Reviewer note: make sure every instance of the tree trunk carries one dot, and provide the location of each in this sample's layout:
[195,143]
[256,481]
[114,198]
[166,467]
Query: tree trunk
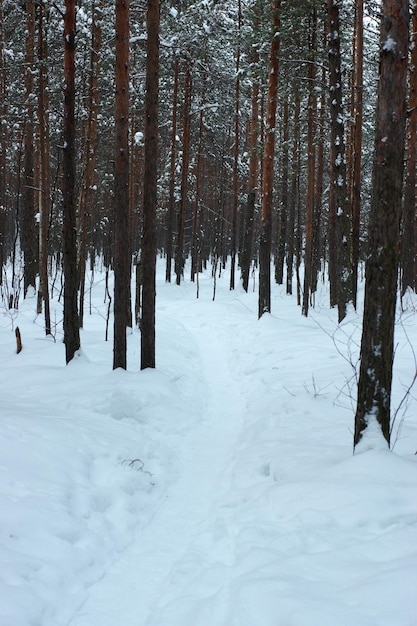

---*---

REQUIRED ACTION: Images in the records should not be copied. Repeat all the rest exactly.

ANSWER BOX:
Reviewer note: make sure every instance of the tree trunk carries one dot, and provide the location of each in this sample's layout:
[195,143]
[256,481]
[114,198]
[166,467]
Query: tree trunk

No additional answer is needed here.